**What to produce:**
In the records, find each line where "gray" occurs, and copy it.

----- Data to examine -----

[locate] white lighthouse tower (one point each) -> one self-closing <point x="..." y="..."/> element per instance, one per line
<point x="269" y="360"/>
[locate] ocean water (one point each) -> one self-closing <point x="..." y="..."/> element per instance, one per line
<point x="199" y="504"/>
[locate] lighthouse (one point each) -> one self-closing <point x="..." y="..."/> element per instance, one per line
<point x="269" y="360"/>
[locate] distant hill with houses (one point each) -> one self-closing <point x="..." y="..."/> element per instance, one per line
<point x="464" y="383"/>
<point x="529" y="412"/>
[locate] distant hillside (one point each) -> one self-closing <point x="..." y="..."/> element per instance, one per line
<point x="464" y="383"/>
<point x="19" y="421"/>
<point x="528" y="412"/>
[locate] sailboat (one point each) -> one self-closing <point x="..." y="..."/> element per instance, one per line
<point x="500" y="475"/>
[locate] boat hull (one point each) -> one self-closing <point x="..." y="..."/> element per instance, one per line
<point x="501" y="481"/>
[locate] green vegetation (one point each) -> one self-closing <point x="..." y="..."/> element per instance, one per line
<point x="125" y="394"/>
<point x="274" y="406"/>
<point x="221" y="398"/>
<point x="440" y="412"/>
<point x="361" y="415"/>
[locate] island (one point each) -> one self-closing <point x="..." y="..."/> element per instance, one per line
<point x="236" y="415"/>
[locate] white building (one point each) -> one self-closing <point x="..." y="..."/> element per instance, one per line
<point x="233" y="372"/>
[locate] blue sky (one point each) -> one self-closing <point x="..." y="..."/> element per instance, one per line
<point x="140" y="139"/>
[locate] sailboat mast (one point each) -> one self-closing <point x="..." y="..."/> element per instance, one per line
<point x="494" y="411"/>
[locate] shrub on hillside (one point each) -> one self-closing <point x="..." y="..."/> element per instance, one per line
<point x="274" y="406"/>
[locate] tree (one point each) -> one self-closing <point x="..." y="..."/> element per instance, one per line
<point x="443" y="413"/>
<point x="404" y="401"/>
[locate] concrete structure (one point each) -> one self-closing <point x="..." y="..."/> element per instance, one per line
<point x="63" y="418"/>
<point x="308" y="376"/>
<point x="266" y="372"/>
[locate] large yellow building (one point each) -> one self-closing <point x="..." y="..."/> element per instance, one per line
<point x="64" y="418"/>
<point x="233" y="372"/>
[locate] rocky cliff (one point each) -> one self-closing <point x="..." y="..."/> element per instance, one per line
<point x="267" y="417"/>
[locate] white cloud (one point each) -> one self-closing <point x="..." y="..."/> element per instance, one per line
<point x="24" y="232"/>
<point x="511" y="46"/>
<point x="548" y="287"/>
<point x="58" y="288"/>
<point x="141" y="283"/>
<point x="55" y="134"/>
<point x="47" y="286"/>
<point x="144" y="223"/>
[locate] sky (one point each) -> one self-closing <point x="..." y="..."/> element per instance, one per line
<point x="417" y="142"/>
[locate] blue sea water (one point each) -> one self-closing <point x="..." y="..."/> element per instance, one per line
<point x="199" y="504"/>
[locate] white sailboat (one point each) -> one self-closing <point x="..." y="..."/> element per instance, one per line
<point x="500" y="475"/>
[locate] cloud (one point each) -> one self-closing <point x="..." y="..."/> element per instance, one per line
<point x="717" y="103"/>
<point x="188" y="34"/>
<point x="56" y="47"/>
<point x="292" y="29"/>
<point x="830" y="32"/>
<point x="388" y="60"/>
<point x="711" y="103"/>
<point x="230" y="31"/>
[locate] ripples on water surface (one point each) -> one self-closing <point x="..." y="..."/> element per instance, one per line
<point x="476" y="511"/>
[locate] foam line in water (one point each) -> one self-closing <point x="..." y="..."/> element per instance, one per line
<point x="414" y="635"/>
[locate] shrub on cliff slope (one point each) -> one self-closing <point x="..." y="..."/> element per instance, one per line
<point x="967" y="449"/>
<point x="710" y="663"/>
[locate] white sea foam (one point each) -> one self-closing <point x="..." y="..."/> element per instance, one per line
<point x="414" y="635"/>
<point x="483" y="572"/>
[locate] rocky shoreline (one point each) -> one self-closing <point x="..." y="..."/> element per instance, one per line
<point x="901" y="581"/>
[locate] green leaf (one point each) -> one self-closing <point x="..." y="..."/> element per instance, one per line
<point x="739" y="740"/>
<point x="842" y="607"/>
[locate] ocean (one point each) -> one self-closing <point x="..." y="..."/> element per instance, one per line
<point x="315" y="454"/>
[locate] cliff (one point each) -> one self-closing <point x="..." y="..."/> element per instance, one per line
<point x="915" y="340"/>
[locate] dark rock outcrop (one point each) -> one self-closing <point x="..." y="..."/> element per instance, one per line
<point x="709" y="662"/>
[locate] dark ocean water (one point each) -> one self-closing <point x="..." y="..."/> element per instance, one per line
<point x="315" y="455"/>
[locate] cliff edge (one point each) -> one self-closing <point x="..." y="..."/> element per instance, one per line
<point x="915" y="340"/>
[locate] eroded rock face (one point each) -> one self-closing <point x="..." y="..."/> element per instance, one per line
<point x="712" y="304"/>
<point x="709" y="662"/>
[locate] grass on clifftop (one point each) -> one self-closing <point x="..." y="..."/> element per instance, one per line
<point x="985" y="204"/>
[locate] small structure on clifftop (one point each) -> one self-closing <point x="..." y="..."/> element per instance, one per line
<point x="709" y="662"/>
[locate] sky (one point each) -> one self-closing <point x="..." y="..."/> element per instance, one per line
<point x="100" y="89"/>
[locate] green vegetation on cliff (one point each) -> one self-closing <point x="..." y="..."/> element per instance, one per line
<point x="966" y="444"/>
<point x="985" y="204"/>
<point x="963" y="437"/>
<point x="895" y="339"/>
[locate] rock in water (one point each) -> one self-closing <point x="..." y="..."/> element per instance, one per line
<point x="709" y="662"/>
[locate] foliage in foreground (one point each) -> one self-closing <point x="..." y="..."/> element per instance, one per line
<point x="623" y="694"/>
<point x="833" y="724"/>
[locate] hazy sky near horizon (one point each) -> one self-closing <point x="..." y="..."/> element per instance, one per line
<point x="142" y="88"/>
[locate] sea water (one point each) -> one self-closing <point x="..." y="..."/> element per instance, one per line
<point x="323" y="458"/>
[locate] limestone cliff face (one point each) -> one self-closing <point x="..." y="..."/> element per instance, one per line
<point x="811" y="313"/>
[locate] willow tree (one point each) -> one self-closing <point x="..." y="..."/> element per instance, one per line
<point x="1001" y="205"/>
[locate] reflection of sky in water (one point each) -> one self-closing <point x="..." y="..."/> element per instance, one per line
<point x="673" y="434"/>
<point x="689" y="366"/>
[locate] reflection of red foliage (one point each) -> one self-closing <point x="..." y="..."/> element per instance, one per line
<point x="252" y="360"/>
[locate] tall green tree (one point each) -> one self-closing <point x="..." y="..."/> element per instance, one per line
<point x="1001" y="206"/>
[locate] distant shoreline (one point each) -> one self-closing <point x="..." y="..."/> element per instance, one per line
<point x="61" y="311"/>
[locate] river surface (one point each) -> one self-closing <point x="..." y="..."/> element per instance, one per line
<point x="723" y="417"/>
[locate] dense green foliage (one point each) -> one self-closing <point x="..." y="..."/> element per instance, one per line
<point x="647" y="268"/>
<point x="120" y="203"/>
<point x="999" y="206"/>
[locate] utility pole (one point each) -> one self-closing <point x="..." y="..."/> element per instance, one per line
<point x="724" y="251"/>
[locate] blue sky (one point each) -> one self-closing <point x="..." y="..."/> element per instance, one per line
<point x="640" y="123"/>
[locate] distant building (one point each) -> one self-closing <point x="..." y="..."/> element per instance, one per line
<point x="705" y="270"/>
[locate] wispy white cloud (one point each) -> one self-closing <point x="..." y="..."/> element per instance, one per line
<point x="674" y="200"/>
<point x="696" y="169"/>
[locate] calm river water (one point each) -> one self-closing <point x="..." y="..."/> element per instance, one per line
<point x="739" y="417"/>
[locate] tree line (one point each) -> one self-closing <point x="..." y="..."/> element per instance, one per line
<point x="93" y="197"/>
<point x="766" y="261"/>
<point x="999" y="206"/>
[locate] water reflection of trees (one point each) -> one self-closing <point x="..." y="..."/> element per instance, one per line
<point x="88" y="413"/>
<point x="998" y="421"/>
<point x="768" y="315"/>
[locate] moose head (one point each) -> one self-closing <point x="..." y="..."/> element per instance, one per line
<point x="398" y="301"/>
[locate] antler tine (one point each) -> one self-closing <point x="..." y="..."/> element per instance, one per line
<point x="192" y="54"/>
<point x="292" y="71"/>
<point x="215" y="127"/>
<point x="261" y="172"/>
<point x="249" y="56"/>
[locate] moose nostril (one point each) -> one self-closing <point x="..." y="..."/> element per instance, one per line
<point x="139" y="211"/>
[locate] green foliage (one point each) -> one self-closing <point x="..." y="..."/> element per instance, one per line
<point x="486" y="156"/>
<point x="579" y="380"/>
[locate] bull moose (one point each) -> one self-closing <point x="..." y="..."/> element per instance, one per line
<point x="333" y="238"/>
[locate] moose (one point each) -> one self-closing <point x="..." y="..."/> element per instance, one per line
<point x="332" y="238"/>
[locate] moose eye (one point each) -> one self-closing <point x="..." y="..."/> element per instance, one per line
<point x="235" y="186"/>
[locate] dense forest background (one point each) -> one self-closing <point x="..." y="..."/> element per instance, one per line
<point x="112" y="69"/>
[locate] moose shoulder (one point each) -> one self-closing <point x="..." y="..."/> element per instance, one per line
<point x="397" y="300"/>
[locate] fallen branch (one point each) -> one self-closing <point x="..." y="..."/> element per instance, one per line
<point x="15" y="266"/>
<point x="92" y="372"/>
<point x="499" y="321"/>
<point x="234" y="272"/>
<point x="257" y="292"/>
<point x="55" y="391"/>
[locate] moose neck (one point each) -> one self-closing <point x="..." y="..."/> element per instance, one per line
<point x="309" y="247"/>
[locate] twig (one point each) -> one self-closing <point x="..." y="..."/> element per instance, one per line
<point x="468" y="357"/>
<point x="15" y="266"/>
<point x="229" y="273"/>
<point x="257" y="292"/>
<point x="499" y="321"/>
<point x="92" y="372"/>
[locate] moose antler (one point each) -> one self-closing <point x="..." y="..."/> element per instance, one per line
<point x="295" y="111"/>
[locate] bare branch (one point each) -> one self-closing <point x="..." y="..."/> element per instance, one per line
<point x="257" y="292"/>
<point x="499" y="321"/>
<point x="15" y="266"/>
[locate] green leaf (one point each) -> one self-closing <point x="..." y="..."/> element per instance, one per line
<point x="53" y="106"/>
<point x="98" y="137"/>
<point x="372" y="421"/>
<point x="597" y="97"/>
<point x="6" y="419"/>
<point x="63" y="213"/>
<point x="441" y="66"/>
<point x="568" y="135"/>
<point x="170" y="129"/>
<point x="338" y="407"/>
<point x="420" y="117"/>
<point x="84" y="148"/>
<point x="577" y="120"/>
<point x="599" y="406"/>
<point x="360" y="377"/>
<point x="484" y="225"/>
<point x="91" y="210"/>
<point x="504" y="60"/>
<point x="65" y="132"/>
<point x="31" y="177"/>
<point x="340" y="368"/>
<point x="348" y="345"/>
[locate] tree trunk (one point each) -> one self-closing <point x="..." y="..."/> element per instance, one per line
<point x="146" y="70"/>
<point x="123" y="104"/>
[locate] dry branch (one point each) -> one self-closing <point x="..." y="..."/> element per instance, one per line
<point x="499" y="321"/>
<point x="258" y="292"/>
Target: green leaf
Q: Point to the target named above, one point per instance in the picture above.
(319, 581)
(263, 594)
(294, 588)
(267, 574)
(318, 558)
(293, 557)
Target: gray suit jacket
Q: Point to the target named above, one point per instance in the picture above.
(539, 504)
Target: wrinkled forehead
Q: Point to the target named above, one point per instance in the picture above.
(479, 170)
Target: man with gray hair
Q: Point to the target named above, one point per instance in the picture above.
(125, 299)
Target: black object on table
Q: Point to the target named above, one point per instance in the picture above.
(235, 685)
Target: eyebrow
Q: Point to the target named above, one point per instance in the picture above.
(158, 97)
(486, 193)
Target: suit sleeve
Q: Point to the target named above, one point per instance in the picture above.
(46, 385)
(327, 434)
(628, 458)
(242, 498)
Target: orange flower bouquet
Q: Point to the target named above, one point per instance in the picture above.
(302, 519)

-----

**Exercise result:**
Target: gray suit jacket
Target: man with gray hair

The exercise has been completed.